Top of Input data

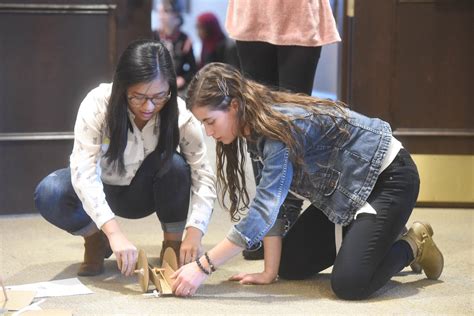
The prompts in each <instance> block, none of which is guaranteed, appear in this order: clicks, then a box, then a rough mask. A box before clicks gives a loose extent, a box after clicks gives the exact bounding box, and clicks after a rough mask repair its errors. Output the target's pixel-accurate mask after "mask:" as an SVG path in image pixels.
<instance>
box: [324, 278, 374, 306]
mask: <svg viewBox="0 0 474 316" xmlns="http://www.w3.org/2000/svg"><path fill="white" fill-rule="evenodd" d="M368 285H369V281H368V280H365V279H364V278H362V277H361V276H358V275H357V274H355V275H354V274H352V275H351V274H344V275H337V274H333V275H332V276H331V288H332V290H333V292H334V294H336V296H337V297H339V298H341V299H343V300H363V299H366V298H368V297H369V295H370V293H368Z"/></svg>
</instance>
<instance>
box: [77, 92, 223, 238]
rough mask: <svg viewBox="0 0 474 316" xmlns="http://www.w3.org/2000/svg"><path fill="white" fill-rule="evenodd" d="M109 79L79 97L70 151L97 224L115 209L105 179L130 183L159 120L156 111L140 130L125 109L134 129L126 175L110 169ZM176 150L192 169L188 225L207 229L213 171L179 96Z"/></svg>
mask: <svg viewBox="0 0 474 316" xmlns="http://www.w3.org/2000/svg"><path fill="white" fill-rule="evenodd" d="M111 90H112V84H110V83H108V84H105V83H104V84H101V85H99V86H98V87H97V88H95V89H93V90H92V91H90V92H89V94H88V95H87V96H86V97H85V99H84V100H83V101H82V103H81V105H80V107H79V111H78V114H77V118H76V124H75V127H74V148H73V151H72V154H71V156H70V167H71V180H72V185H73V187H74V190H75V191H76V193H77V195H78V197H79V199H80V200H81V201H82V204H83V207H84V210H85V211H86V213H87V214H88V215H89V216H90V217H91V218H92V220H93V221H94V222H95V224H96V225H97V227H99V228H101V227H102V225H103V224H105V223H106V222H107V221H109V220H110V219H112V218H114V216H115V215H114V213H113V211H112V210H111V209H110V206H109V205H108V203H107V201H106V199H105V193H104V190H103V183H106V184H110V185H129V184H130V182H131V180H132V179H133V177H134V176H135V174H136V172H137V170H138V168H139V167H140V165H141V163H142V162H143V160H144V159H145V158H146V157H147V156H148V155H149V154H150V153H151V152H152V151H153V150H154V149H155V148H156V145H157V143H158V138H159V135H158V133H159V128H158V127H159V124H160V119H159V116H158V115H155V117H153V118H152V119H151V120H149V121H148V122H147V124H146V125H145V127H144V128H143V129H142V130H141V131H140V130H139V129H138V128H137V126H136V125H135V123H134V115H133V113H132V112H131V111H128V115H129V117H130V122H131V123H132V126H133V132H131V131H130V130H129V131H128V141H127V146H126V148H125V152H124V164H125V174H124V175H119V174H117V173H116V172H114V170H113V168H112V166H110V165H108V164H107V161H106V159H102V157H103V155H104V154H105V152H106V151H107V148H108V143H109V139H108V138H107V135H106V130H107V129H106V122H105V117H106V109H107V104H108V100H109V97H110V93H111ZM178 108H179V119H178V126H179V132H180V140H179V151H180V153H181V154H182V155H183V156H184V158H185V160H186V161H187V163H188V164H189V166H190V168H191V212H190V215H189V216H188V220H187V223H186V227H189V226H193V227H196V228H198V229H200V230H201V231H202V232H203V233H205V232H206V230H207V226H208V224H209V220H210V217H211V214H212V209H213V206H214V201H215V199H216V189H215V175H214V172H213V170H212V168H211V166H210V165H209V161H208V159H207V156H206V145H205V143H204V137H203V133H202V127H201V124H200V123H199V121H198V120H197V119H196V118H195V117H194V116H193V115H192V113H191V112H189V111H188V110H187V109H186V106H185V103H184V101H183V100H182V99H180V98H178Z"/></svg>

Bottom of Input data

• What the task requires: Repeat the records above exactly, from the first line through the line containing "box: [77, 92, 223, 238]", and leave out the pictures.

• Exercise result:
The prompts in each <instance> block, none of which is guaranteed, appear in this order: clicks, then a box, then a rough mask. A box before clicks gives a loose extent, a box after clicks gives the exact bounding box, and clicks after a rough mask repair its errors. Output the target's pixel-accurate mask after "mask:" as an SVG path in image pixels.
<instance>
box: [324, 278, 374, 306]
mask: <svg viewBox="0 0 474 316" xmlns="http://www.w3.org/2000/svg"><path fill="white" fill-rule="evenodd" d="M368 285H369V281H368V280H365V279H364V278H362V277H361V276H358V275H357V274H355V275H354V274H352V275H351V274H344V275H337V274H333V275H332V276H331V288H332V290H333V292H334V294H336V296H337V297H339V298H341V299H343V300H363V299H366V298H368V297H369V295H370V293H368Z"/></svg>
</instance>
<instance>
box: [77, 92, 223, 238]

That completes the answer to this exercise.